**WHAT YOU HAVE TO DO:**
Retype the material below. Keep every word exactly as it is.

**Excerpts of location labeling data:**
# # #

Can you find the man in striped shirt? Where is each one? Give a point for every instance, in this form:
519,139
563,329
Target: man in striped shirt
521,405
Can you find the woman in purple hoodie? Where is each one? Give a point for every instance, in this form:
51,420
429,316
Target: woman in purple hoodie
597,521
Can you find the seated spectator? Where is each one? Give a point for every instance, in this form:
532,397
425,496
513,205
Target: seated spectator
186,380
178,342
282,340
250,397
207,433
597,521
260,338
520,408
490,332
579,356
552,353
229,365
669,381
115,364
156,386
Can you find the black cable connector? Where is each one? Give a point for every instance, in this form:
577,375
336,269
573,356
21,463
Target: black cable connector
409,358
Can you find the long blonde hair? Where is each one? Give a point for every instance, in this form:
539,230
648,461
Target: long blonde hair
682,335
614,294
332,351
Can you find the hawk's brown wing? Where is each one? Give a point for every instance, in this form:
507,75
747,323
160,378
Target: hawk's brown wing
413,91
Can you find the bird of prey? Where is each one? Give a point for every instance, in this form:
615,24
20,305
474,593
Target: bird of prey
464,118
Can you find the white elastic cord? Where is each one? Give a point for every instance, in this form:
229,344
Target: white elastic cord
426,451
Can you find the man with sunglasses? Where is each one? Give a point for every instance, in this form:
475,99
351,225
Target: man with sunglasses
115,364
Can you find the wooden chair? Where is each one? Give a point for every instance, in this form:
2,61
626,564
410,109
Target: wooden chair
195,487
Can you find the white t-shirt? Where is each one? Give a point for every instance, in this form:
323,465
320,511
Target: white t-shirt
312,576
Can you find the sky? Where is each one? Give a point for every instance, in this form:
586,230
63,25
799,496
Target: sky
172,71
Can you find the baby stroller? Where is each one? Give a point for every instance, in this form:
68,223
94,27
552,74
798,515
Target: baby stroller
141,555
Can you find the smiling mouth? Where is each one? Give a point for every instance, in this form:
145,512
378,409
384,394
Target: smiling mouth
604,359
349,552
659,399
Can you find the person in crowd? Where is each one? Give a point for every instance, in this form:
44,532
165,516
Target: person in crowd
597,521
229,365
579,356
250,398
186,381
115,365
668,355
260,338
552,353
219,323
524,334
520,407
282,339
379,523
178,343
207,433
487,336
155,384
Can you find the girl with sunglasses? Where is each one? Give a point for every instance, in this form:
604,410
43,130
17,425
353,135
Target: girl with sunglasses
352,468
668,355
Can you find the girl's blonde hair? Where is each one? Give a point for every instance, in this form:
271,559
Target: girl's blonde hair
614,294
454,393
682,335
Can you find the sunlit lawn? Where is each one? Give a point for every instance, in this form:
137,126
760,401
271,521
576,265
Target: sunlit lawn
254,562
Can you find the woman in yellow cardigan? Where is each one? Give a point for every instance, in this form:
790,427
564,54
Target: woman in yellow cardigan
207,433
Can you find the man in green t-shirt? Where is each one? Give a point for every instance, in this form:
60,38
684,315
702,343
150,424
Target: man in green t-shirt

# # #

**REPLY:**
Can you find the man in striped shirt? Where is each one? Give a point for every instance, in this form:
519,139
563,329
Target: man in striped shirt
521,405
Can you find the woman in purple hoodie? Where is each one? Give a point for every instance, in this form:
51,420
429,316
Target: woman in purple hoodie
597,521
Can you find the seated spectator? Where is each one? Give a point for every instance, in this form:
532,397
425,496
513,205
Target: seated spectator
186,380
178,342
282,340
250,397
207,433
597,521
260,338
520,408
490,332
579,356
552,353
229,365
669,381
115,364
156,386
Can you find the black cable connector? Where is each one? Give a point for every instance, in this form:
577,375
336,269
573,356
21,463
Target: black cable connector
409,358
Can you find the long blonde hair? Where is each one? Give a point for every instance, in this form:
539,230
648,461
Target: long blonde hair
682,335
614,294
332,351
Can you find the hawk's brown wing? Where is each one? Give a point for every instance, in this form:
507,75
747,323
160,378
Target: hawk's brown wing
413,91
Can you find the bird of prey? Where is each one? Give a point for every instance, in this form:
615,24
20,305
474,593
Target: bird of prey
464,118
Can you find the white elastic cord? Where is each one? Give a point for every instance, in this form:
229,344
Target: white elastic cord
426,451
Can you find the man with sunglasses? Where is each one? Give a point for every instance, in this form:
475,99
351,225
Target: man with sunglasses
115,364
Can you find the wooden chair? Where is each one? Give a point for every instance, in this form:
2,61
626,564
410,109
Target: wooden chair
195,487
Can you find the white t-shirt? Where is each one? Give a point for every instance, in this form:
323,465
320,511
Target: white t-shirt
312,576
Can you find the sky? Where is each one? Give a point for every instance, in this form:
586,230
63,25
799,496
Target: sky
172,71
Can you find the baby stroller? Where is each one? Give a point for every instance, in this form:
68,223
94,27
552,74
798,515
Target: baby stroller
141,555
Can you find the smiling mouth? Where is each one? Give a point for every instance, in this form:
145,512
378,409
384,394
Target: smiling mouth
604,359
349,552
659,399
Can you find the person in crowd? Where is each one? Give a point for every instance, in this form:
44,532
165,516
Target: person in crowd
597,521
229,365
579,356
250,398
186,381
115,365
668,355
260,338
552,353
219,323
524,334
520,407
282,339
379,523
178,343
207,433
487,336
155,384
Can you find the girl with sunglasses? Where is each one? Give a point for every instance, in this form:
604,410
43,130
17,425
353,135
Target: girl with sunglasses
352,468
668,355
Can you find the girl's blonde hair? Where is each one? Give a point for every instance, in this form:
271,559
Target: girl's blonde hair
614,294
454,393
682,335
Can you find the sunlit lawn? Where is each one? Give a point for every instance, in this form:
137,126
760,401
271,521
576,265
Target: sunlit lawn
254,562
Can you find the woman in yellow cardigan? Where is each one? Give a point for every instance, in this form:
790,427
564,54
Target: woman in yellow cardigan
207,433
Can you find the man in green t-shirt? Where is each one? Give a point for every instance, in this form:
60,38
684,315
702,343
150,424
Target: man in green t-shirt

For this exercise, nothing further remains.